Activity. Retype each record shown below, leaving every character as it is.

[Data section Boundary: Start]

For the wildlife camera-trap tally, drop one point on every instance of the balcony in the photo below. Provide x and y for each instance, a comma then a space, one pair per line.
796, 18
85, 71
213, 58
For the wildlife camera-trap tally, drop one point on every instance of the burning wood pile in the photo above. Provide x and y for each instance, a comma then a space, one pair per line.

[Data section Boundary: End]

Response box.
For the wildlife camera-trap tally, drop one point on every instance of the balcony in the photo below. Provide x and y for each instance, a comma then a space, one pair per line.
796, 18
85, 71
213, 58
For the wildlife camera-trap tally, drop one point on every instance of the burning wood pile in the photo above. Provide x and y for each instance, a comma then a space, one pair per line.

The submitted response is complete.